Real-Time Ingestion in Google Cloud Platform

One approach to handle stream data in GCP.

Anwar Shaikh

Published in

The Startup

6 min readSep 26, 2020

Introduction
Setup
A word about Input Data
Publishing message to Pub\Sub topic
Stream Table in Bigquery
Processing Data using Cloud Function
Testing the Pipeline

Introduction

In this post, we will look at how we can handle stream data in GCP. There are many ways to achieve this, we will look at one. We will be implementing our approach as we go forward. Assuming you are aware of GCP components. If you are not, please go through the below links to get an idea about pubsub, cloud function, storage.

Pubsub — https://medium.com/@anwarshaikh078/google-cloud-pub-sub-ba0cda2a1fbc

Cloud Function — https://medium.com/google-cloud/google-cloud-functions-python-overview-and-data-processing-example-b36ebde5f4fd

As you can see in the above image, our first step will be to publish a message to the pubsub topic. There are many options to do this, suppose you have to capture data from a mobile phone. You can just write a few lines of code that will capture and send data using the pubsub_v1 library. For our implementation, we will write a python script to publish a message to the pubsub topic. We will run that script in the cloud shell.

Once the topic gets a message, it forwards that message to its consumer. In our case, it will be a cloud function. The cloud function will be the one to process the data that we have received and write it to the Bigquery Table. We will also write it to the storage, for persisting incoming messages and handling errors that occur. Now you have data in your table, you can analyze and use it for reporting or any other task that you want to achieve.

This is a very simple architecture to handle stream data. Let's get started with the implementation part of it.

Setup

There are a few things we need to do, to start creating this pipeline.

Set up a free Google Cloud Account.
Create project.
Enable Pub\Sub API for your project.
Enable Cloud Function and Cloud Build APIs for your project.

A word about Input Data

We will be using the JSON format for data. Since there is a Biquery Streaming API that can write a JSON file directly to Biquery Table. We can also use XML or CSV data. JSON data is used most of the time to make API requests. Publishing a message is like calling a pubsub_v1 library function with data and parameters. That function internally makes an HTTP post request to the topic. As mostly use datasets, we will use employee data.

Publishing message to Pub\Sub topic

First, we need to create a pubsub topic. Once you have enabled pubsub API, creating a topic requires only 2 steps.

Go to the pubsub homepage.
Click on create PUB\SUB topic.
Give a name to your topic. Encryption — Google Managed Key. Click on create a topic.

It’s done, we can now publish messages to pubsub topic.

Pic. Publisher.py code

Partition Table in Bigquery

The partition table in bigquery is a special table that is divided into segments called partitions, that make it easier to manage and query data. By dividing a large table into smaller partitions, you can improve query performance, and you can control costs by reducing the number of bytes read by a query.

You can partition BigQuery tables by:

Ingestion Time— Tables are partitioned based on the data’s ingestion (load) time or arrival time.
Date/Timestamp/Datetime — Tables are partitioned based on a TIMESTAMP, DATE, or DATETIME column.
Integer Range — Tables are partitioned based on an integer column.

We will use Ingestion Time partition for our case.

▸ **EXERCISE DETAILS**
Carry on the post about real-time ingestion in Google Cloud Platform from the point where it stops.

▸ **MATERIAL PROVIDED**

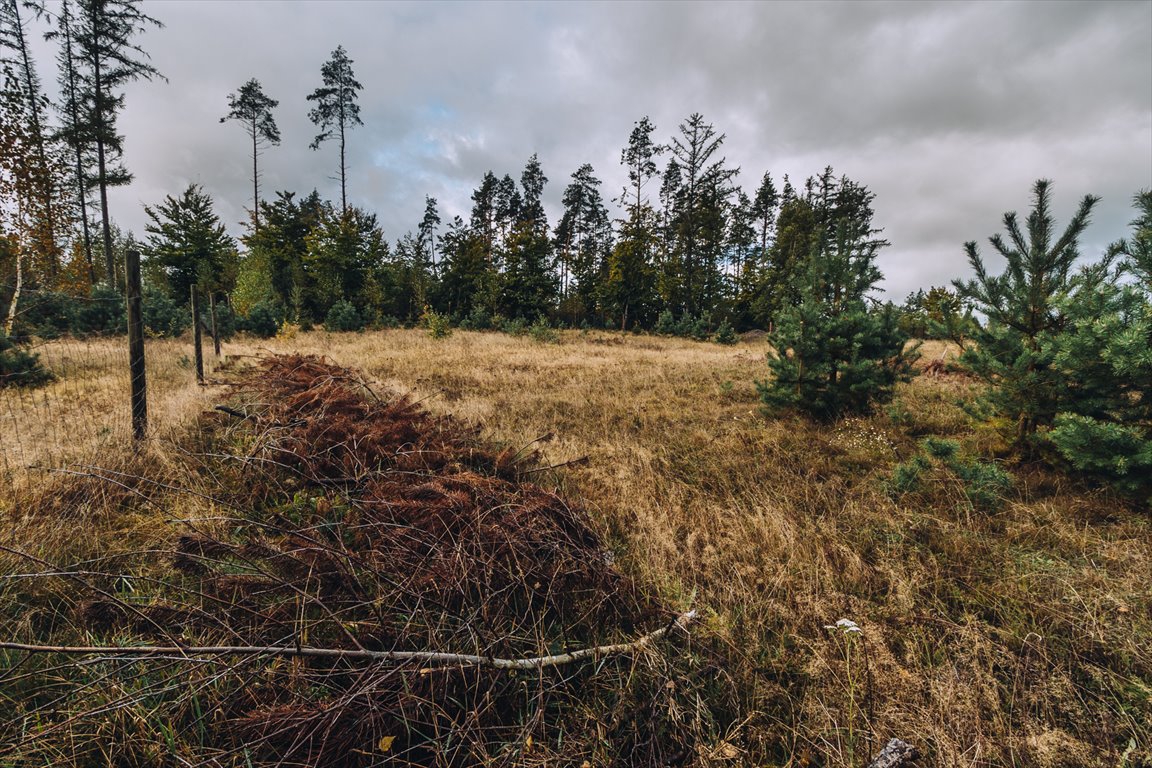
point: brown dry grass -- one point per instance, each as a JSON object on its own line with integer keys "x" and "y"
{"x": 1022, "y": 638}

▸ **ANSWER TO THE EXERCISE**
Processing Data using Cloud Function

The cloud function is a component of GCP and an excellent example of function as a service. Cloud Functions are a lightweight managed service that you can use to increase agility while using the cloud. They are serverless, so you can code without having to worry about managing or scaling servers. Cloud Functions integrate easily with Google Cloud Platform (GCP) services and you pay for resources only when your code runs. They are invoked by triggers that you specify and they standby waiting for specific events or HTTP endpoint calls.

Steps to create a cloud function.

Go to Cloud Function Homepage.
Click on Create Cloud Function.
Function Name — Whatever you want to give, depends on you.
Trigger — Select the trigger type as pubsub and select the pubsub topic you created earlier. This will create a subscription from the topic to function.
In the Advanced tab, you will see Memory allocation set it to 128Mib and Timeout to 60 seconds. Timeout specifies the number of seconds your cloud function will be up. Maximum it can be up to 9mins.
Next is the environment variables tab, we provide variables at runtime to the cloud function so that, we don't need to hardcode stuff such as project name, dataset, etc.
Next is the Connections tab, select allow all traffic.
Click on NEXT, now you will be asked to add your code. Here you can write code and give library requirements for it.
Select Python 3.6 from the language tab.
In the requirements tab, add google bigquery and google storage.

google-cloud-storage>=1.23.0
google-cloud-bigquery>=1.22.0

11. Use the below cloud function code, make sure you have given proper environment variables.

Once done click on create. It will take a few minutes to deploy the cloud function.

Testing the Pipeline

Now, its time to run what we created. Our publisher script is ready, the topic is done, the cloud function is done, bigquery table is in place.

Let's run the script on the cloud shell.

Go to the cloud shell editor, paste the above publisher script. The script needs you to have a pubsub_v1 library installed or else it will give an error.

gcloud config set project [PROJECT_ID]
pip install google-cloud-pubsub

Run python publisher.py on cloud shell, you will get the below result.

Pic. The result after running publisher.

Messages have been published to the topic.

Now you check the cloud function logs.

Excellent, now check Biquery Table and Storage.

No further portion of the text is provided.